## REQUIRED TASK
Count the lines in the material below that contain the string "head", matching uppercase and lowercase exactly, and give only that number.

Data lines
# # # # #

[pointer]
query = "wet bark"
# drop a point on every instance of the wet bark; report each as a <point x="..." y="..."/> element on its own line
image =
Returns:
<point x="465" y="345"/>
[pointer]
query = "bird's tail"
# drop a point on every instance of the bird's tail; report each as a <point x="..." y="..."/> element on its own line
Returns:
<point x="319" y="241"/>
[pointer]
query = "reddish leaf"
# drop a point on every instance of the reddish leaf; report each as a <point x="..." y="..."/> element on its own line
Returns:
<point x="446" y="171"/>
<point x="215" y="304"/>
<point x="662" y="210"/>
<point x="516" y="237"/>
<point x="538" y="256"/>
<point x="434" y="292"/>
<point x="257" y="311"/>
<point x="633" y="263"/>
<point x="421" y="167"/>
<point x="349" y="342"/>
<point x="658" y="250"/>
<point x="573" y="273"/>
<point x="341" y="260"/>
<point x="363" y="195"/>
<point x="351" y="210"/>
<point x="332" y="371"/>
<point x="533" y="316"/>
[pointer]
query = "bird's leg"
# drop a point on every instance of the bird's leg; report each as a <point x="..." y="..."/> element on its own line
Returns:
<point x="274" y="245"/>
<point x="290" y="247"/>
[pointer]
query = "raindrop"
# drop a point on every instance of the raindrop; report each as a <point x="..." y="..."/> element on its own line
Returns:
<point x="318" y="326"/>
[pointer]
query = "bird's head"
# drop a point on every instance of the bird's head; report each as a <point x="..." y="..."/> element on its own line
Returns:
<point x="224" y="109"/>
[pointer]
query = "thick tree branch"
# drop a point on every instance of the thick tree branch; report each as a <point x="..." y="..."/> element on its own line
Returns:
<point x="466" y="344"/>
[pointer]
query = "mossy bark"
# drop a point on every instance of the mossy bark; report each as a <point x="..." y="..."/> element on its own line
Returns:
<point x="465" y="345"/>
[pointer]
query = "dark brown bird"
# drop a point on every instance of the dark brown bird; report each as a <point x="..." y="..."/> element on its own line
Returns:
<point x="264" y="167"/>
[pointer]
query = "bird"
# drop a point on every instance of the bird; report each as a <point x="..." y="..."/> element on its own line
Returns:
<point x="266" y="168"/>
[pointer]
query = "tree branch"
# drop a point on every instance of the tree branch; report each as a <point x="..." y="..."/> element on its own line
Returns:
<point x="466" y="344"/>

# # # # #

## CORRECT RESPONSE
2